Work instruction:
Filter the records below, keeping only lines with the string "outline".

[Data]

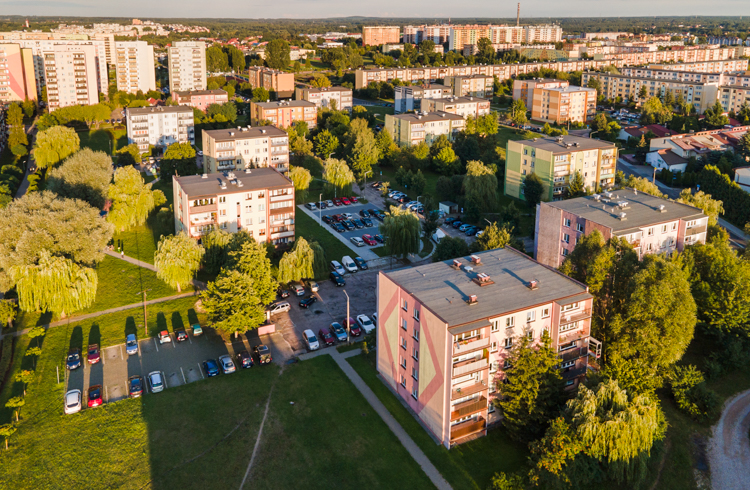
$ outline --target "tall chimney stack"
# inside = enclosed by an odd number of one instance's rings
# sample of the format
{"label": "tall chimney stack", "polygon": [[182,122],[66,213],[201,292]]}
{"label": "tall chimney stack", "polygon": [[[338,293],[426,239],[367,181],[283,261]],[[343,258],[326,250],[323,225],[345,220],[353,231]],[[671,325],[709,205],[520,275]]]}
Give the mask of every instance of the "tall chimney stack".
{"label": "tall chimney stack", "polygon": [[516,11],[516,27],[521,25],[521,2],[518,2],[518,10]]}

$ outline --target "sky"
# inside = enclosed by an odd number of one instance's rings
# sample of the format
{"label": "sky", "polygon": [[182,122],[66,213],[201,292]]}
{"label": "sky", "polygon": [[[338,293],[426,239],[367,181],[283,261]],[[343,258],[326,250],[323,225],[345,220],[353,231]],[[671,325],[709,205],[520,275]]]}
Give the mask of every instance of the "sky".
{"label": "sky", "polygon": [[[76,17],[291,18],[497,17],[514,18],[516,2],[497,0],[0,0],[0,15]],[[521,18],[670,15],[750,16],[749,0],[525,0]]]}

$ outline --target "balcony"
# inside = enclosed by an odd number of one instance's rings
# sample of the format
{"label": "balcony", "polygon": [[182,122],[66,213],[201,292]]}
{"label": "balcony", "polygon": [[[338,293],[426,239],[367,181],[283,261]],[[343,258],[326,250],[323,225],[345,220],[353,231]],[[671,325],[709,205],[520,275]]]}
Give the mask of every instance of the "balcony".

[/Data]

Written reply:
$ outline --target "tall chimney stack"
$ outline --target "sky"
$ outline --target "balcony"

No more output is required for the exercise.